## Consigne donnée A
Dans les entrées ci-dessous, recopiez à l'identique la partie qui commence à la ligne contenant « Target: twig » et se termine à la ligne contenant « [(176, 155)] ». Les deux lignes sont comprises.

════════════════

Quels sont les objectifs de la peine en matière de récidiviste d’alcool au volant ?

R. c. Lacasse, 2015 CSC 64

[6]                              Bien qu’il soit dans l’ordre des choses pour les juges d’instance de considérer d’autres peines que l’emprisonnement dans les cas qui s’y prêtent, en l’espèce, comme dans tous les cas où la dissuasion générale ou spécifique et la dénonciation doivent primer, les tribunaux disposent de très peu de moyens à part l’emprisonnement pour satisfaire à ces objectifs, lesquels sont essentiels au maintien d’une société juste, paisible et respectueuse des lois.

[…]

[73]                          Bien que les objectifs de dissuasion et de dénonciation demeurent pertinents dans la plupart des cas, ils revêtent une importance particulière à l’égard d’infractions susceptibles d’être commises par des citoyens habituellement respectueux des lois. En effet, ce sont ces derniers, davantage que les multi-récidivistes, qui sont sensibles à des peines sévères. Les infractions de conduite avec les capacités affaiblies en sont un exemple évident, comme l’a rappelé notre Cour dans l’arrêt Proulx :

[I]l est possible que la conduite dangereuse et la conduite avec les facultés affaiblies soient des infractions à l’égard desquelles il est plus plausible que l’infliction de peines sévères ait un effet dissuasif général.  Souvent, ces crimes sont commis par des citoyens qui respectent par ailleurs la loi, qui sont de bons travailleurs et qui ont un conjoint et des enfants.  Il est possible de supposer qu’il s’agit là des personnes les plus susceptibles d’être dissuadées par la menace de peines sévères: R. c. McVeigh (1985), 1985 CanLII 115 (ON CA)22 C.C.C. (3d) 145 (C.A. Ont.), à la p. 150; R. c. Biancofiore (1997), 1997 CanLII 3420 (ON CA)119 C.C.C. (3d) 344 (C.A. Ont.), aux par. 18 à 24R. c. Blakeley(1998), 1998 CanLII 6218 (ON CA)40 O.R. (3d) 541 (C.A.), aux pp. 542 et 543. [par. 129]

[74]                          Comme je le rappelais en introduction, des tribunaux de diverses régions du pays ont souscrit au principe selon lequel les objectifs de dissuasion et de dénonciation devaient être favorisés dans l’infliction de peines pour ce type d’infraction. À titre d’exemple, la Cour d’appel du Québec a souligné ce qui suit dans l’arrêt Lépine :

Les sentences imposées pour des crimes, impliquant la conduite de véhicule automobile de façon dangereuse sous l’influence de l’alcool, doivent viser à dissuader le public de façon générale quant à ce genre de conduite. Aussi, notre Cour a maintenu des peines de détention significatives pour des infractions de cette nature : R. c. KellyJ.E. 97-1570 (C.A.).

════════════════

## Consigne donnée B
Reprenez mot pour mot le passage du texte sur les peines pour récidive d'alcool au volant qui commence par les mots « Quels sont les » et se termine par « respectueuse des lois. ».

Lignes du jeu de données
════════════════

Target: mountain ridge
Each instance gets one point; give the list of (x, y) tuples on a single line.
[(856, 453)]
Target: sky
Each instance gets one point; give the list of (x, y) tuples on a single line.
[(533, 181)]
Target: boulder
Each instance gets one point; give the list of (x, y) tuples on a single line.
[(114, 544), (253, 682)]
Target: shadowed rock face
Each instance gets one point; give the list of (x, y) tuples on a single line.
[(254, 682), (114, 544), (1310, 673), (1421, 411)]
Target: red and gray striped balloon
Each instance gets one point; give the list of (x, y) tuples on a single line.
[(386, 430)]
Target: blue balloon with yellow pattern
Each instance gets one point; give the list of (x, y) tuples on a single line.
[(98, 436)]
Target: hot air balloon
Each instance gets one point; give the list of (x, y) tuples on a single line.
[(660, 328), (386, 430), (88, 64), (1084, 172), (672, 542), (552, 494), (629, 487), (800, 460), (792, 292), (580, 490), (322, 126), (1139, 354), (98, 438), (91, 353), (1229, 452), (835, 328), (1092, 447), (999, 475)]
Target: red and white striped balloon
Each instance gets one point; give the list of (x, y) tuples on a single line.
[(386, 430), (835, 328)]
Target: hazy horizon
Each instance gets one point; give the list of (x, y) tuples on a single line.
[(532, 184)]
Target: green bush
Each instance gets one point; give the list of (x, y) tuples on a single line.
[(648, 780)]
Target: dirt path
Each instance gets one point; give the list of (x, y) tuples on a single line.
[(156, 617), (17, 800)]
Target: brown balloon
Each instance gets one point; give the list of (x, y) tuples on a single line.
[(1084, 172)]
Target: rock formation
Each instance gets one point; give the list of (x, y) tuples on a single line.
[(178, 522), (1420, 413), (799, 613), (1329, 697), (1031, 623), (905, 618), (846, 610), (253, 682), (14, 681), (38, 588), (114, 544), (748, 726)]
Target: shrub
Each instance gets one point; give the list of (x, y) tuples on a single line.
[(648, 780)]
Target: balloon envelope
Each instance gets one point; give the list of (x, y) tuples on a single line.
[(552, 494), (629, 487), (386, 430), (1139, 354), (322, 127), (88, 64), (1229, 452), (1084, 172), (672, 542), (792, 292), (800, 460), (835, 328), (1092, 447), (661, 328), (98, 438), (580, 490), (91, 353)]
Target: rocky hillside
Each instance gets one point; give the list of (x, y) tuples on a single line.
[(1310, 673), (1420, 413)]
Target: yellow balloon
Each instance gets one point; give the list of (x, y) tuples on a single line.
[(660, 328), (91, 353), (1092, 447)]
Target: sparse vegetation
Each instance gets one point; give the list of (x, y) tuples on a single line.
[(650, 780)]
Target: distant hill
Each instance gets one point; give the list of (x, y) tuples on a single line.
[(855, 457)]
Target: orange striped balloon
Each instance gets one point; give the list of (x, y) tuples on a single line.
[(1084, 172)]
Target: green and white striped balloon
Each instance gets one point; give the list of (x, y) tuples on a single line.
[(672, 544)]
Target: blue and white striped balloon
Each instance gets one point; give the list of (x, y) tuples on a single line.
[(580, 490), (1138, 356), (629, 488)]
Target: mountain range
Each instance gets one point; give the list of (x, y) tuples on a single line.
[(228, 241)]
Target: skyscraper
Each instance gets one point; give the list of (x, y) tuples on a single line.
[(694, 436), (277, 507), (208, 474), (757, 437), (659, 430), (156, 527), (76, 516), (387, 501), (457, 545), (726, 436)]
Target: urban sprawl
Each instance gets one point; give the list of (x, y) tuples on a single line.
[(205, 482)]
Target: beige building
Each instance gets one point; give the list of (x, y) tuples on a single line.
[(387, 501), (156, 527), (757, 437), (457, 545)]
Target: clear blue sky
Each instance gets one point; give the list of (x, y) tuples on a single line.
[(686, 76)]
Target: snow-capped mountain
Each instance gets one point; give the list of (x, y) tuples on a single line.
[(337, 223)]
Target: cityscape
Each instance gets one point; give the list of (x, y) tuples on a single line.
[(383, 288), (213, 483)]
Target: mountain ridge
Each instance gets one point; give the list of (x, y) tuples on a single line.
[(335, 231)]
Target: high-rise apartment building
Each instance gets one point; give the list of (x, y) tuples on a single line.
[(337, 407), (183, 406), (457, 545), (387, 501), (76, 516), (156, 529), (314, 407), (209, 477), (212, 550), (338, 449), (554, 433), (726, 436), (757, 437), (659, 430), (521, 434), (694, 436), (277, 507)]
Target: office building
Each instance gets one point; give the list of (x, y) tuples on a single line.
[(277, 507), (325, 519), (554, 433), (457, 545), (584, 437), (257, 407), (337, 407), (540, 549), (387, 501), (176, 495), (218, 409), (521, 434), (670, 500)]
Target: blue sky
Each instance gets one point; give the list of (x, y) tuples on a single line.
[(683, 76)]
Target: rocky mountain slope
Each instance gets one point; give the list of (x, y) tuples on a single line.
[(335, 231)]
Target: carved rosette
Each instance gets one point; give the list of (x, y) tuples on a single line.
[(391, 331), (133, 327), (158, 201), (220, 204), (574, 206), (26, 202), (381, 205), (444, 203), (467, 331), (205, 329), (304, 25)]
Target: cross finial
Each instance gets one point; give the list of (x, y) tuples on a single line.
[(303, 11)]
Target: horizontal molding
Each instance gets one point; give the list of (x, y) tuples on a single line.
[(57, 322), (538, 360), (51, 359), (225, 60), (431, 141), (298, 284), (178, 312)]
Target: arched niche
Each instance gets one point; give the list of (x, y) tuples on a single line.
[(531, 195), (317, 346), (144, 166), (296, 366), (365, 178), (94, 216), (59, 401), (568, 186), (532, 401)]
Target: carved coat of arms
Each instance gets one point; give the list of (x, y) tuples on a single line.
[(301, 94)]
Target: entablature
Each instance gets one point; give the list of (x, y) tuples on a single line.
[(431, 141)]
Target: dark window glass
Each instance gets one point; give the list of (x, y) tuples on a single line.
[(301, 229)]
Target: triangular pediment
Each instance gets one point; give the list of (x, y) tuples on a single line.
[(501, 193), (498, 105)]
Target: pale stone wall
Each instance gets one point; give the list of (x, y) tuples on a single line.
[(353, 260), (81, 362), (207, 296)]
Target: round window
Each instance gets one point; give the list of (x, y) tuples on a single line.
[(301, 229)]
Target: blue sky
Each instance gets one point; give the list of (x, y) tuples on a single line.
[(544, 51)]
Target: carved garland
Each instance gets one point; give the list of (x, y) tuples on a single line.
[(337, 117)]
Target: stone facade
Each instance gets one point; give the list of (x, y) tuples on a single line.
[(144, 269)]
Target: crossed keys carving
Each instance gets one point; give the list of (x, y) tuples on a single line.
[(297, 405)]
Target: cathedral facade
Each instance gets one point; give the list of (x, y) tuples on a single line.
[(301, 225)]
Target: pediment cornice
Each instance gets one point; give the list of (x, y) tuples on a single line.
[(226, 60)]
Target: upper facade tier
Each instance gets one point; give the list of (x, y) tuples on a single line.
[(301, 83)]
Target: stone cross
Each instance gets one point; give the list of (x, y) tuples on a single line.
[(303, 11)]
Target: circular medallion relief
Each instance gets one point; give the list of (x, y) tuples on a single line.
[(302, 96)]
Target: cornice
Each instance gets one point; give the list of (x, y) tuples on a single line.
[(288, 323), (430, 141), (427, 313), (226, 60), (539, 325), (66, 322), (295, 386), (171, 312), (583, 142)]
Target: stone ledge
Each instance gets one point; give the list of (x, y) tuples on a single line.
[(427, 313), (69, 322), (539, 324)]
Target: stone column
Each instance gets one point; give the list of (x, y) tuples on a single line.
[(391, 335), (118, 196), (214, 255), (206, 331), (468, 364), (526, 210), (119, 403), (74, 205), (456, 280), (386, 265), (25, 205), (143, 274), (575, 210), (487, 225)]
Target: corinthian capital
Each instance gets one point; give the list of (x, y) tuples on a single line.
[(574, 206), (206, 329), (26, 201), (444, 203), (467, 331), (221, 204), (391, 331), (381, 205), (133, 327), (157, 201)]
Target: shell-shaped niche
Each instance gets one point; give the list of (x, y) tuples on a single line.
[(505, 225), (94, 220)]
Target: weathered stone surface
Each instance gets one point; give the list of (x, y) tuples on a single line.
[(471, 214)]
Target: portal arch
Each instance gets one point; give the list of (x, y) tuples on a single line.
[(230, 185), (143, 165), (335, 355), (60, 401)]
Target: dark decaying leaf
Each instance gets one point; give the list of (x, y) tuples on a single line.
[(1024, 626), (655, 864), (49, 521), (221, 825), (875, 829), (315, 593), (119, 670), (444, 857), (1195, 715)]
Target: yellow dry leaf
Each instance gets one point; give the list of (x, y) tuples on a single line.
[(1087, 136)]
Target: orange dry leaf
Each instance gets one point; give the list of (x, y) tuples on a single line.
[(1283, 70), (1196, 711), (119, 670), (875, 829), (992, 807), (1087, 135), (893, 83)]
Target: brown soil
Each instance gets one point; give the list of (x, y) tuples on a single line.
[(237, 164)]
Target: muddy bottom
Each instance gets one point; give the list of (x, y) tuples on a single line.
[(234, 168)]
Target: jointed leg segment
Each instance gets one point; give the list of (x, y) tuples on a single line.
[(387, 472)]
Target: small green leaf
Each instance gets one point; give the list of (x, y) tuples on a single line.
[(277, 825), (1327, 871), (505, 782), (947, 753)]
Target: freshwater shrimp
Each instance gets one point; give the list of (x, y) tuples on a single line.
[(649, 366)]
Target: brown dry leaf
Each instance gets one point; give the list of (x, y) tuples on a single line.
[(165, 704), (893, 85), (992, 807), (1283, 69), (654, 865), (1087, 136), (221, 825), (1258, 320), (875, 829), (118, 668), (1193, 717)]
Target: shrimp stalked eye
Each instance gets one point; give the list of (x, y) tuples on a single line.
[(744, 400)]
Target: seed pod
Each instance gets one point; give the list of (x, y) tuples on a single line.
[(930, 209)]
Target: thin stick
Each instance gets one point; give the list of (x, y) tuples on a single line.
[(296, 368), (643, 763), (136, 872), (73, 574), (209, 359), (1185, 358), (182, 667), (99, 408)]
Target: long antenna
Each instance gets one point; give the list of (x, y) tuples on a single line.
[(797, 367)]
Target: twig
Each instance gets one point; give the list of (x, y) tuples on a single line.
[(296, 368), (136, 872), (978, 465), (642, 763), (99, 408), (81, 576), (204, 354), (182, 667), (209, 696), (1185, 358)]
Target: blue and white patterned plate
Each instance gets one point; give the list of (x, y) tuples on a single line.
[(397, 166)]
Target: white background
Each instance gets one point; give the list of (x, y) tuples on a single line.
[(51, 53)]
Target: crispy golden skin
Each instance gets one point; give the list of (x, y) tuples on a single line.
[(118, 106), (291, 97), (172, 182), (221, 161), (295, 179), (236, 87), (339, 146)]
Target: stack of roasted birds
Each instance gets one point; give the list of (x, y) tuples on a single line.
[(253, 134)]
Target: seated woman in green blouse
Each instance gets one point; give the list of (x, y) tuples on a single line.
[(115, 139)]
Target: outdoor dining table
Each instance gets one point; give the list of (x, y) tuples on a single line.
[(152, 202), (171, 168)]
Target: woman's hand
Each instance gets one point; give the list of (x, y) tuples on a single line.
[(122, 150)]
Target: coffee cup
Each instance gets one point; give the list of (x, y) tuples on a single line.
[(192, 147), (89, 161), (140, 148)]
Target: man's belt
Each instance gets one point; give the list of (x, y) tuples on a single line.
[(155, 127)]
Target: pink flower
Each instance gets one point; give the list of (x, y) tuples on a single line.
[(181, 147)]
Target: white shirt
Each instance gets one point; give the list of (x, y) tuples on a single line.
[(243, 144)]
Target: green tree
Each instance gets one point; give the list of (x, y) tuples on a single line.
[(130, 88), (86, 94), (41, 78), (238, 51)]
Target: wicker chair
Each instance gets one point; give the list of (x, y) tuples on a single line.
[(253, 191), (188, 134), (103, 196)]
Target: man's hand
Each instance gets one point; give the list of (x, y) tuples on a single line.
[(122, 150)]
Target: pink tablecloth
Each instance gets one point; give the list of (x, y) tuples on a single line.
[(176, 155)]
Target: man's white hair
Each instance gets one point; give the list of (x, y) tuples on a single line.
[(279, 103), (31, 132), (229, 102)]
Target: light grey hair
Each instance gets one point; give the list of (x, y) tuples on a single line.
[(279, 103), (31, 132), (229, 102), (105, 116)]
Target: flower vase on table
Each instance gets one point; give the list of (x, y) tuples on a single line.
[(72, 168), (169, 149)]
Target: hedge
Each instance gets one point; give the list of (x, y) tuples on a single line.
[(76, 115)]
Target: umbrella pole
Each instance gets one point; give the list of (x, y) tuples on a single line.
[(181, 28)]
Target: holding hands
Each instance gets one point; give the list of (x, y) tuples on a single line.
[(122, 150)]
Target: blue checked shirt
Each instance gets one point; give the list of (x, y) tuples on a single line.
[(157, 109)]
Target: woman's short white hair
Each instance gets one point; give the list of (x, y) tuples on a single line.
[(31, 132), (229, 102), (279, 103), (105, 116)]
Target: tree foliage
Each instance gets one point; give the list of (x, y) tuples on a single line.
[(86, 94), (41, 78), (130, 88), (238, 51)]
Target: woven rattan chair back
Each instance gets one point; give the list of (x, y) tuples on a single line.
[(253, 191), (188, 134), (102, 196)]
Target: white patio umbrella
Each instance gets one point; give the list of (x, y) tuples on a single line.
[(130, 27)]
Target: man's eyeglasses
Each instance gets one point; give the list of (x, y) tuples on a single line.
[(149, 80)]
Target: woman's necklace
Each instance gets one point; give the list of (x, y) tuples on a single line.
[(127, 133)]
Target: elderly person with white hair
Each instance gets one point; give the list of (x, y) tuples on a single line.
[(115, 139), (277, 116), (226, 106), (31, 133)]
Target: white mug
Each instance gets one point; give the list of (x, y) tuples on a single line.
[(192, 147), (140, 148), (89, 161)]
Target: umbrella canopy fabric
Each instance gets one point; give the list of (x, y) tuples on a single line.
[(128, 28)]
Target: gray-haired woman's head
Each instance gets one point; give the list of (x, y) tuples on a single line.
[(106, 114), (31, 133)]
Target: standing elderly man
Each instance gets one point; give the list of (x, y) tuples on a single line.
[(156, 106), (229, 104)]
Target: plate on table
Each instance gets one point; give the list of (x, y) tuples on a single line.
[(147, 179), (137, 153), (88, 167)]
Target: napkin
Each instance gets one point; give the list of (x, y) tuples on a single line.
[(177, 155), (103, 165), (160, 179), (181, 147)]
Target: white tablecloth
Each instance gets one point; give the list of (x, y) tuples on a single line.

════════════════

## Réponse finale A
Target: twig
Each instance gets one point; give the list of (x, y) tuples on a single line.
[(296, 368), (136, 872), (978, 465), (642, 763), (99, 408), (81, 576), (204, 354), (182, 667), (209, 696), (1185, 358)]
Target: blue and white patterned plate
Each instance gets one point; give the list of (x, y) tuples on a single line.
[(397, 166)]
Target: white background
Each instance gets one point; give the list of (x, y) tuples on a single line.
[(51, 53)]
Target: crispy golden skin
Each instance gets one point; give the list of (x, y) tuples on a single line.
[(118, 106), (291, 97), (172, 182), (221, 161), (295, 179), (236, 87), (339, 146)]
Target: stack of roasted birds
Each instance gets one point; give the list of (x, y) tuples on a single line.
[(253, 134)]
Target: seated woman in green blouse
Each instance gets one point; give the list of (x, y) tuples on a single line.
[(115, 139)]
Target: outdoor dining table
Each instance gets one point; give the list of (x, y) tuples on a single line.
[(152, 202), (171, 168)]
Target: woman's hand
Each instance gets one point; give the list of (x, y) tuples on a single line.
[(122, 150)]
Target: coffee cup
Each instance gets one point; give the list of (x, y) tuples on a single line.
[(192, 147), (89, 161), (140, 148)]
Target: man's belt
Each instance gets one point; give the list of (x, y) tuples on a single line.
[(155, 127)]
Target: pink flower
Each instance gets one point; give the list of (x, y) tuples on a single line.
[(181, 147)]
Target: white shirt
Each instance gets one point; give the list of (x, y) tuples on a single line.
[(243, 144)]
Target: green tree
Each instance gets one point; give the list of (x, y) tuples on a single line.
[(130, 88), (86, 94), (41, 78), (238, 51)]
Target: wicker chair
Each instance gets one point; give the list of (x, y) tuples on a single line.
[(253, 191), (188, 134), (103, 196)]
Target: man's hand
Each instance gets one point; give the list of (x, y) tuples on a single line.
[(122, 150)]
Target: pink tablecloth
Each instance gets one point; give the list of (x, y) tuples on a single line.
[(176, 155)]

## Réponse finale B
Quels sont les objectifs de la peine en matière de récidiviste d’alcool au volant ?

R. c. Lacasse, 2015 CSC 64

[6]                              Bien qu’il soit dans l’ordre des choses pour les juges d’instance de considérer d’autres peines que l’emprisonnement dans les cas qui s’y prêtent, en l’espèce, comme dans tous les cas où la dissuasion générale ou spécifique et la dénonciation doivent primer, les tribunaux disposent de très peu de moyens à part l’emprisonnement pour satisfaire à ces objectifs, lesquels sont essentiels au maintien d’une société juste, paisible et respectueuse des lois.